- **WHAT IS REQUIRED**
Every record shown below should be duplicated exactly.

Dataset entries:
_ _ _ _ _ _ _
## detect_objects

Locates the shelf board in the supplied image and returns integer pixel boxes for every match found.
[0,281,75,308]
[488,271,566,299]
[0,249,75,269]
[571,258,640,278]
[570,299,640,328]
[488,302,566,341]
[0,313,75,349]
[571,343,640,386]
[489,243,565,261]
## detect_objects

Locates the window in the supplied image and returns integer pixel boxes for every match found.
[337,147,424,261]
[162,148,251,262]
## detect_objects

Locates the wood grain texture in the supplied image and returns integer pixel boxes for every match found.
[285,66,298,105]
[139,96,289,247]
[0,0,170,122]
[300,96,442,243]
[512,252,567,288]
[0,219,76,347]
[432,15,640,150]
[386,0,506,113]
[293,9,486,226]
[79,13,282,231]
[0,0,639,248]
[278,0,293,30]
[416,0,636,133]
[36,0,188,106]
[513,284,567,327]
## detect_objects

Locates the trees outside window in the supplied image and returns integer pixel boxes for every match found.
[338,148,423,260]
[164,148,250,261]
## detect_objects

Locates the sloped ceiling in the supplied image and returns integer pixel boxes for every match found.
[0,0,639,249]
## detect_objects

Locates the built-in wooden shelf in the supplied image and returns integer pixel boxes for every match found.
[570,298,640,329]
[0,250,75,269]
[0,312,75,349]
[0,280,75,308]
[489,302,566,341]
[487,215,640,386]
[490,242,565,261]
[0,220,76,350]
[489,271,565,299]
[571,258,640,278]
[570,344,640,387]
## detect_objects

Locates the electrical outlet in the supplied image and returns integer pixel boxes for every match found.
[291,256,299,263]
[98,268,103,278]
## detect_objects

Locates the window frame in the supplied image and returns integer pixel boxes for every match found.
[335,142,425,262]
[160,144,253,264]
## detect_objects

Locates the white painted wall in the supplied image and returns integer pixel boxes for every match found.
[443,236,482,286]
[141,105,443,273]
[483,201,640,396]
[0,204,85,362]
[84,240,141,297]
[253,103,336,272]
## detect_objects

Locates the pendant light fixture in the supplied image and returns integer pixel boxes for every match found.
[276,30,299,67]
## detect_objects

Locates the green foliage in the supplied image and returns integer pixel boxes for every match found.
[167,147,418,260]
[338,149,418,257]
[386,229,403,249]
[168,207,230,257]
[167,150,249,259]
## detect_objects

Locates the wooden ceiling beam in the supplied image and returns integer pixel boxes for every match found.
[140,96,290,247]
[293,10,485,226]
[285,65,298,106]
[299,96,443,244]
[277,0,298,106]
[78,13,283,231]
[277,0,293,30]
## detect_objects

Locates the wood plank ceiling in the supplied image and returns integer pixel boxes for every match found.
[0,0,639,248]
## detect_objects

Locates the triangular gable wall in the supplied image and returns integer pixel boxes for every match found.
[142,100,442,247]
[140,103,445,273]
_ _ _ _ _ _ _
- **ANSWER TO THE PROBLEM**
## detect_objects

Locates the shelf board in the supplied image and returns integer pixel boxes for every match found.
[0,281,75,308]
[488,271,566,299]
[0,249,75,269]
[571,258,640,278]
[570,299,640,328]
[488,302,566,341]
[0,313,75,349]
[571,343,640,386]
[489,243,565,261]
## detect_objects

Locates the window in the supplied image and returns integer pixel boxes for every match found.
[337,147,424,261]
[162,148,251,262]
## detect_objects

Locates the wood grain texture in the supplied image and returns integer pixel boxes for every match found.
[285,66,298,105]
[139,96,289,247]
[0,0,170,122]
[300,96,442,243]
[512,252,567,288]
[0,219,76,347]
[432,15,640,150]
[386,0,506,113]
[293,9,486,226]
[79,13,282,231]
[0,0,639,248]
[278,0,293,30]
[416,0,636,133]
[36,0,188,106]
[513,284,567,327]
## detect_objects

Locates the trees outside window in the supplied image and returns integer pixel boxes for every match found.
[338,148,423,260]
[164,148,250,261]
## detect_objects

Locates the sloped ceiling in the supplied image and returns integer pixel boxes for every match found.
[0,0,639,249]
## detect_objects

Locates the built-in wooden shelf in the supplied image and returns integer pixel boxes for every match found.
[570,298,640,329]
[0,250,75,269]
[0,312,75,349]
[0,280,75,308]
[489,302,566,341]
[487,215,640,386]
[490,242,565,261]
[0,220,76,350]
[489,271,565,299]
[571,258,640,278]
[570,344,640,387]
## detect_objects

Locates the electrical outlet in the supplied image and returns integer pixel boxes for every match found.
[291,256,299,263]
[98,268,103,278]
## detect_objects

Locates the window frame in the supplied image and returns integer pixel boxes for every match found.
[335,142,425,262]
[160,144,253,264]
## detect_objects

Locates the white painted wall in the supplied image and returns integer pixel boxes for every match found.
[443,236,482,286]
[141,105,443,273]
[483,201,640,396]
[0,204,85,362]
[84,240,141,297]
[253,103,336,272]
## detect_objects

Locates the pendant light fixture in the supplied image and returns integer pixel boxes for every match found.
[276,30,299,67]
## detect_objects

Locates the green foliage in the supplied image and returns integer pixel boxes for every match found.
[167,147,418,260]
[338,149,418,257]
[386,229,403,249]
[168,207,230,257]
[167,150,249,259]
## detect_objects

Locates the wooden ceiling beam in the supplied image and returns integer pixel boxes for every match found.
[140,96,290,247]
[293,10,485,226]
[285,65,298,106]
[299,96,443,244]
[277,0,298,106]
[78,13,283,231]
[277,0,293,30]
## detect_objects

Locates the wood plank ceiling in the supplied image and returns integer pixel boxes for every match found.
[0,0,639,248]
## detect_objects

Locates the triangular gable wall in the supplied image and returns integer pixel boxes for every match found.
[142,100,442,247]
[140,103,445,273]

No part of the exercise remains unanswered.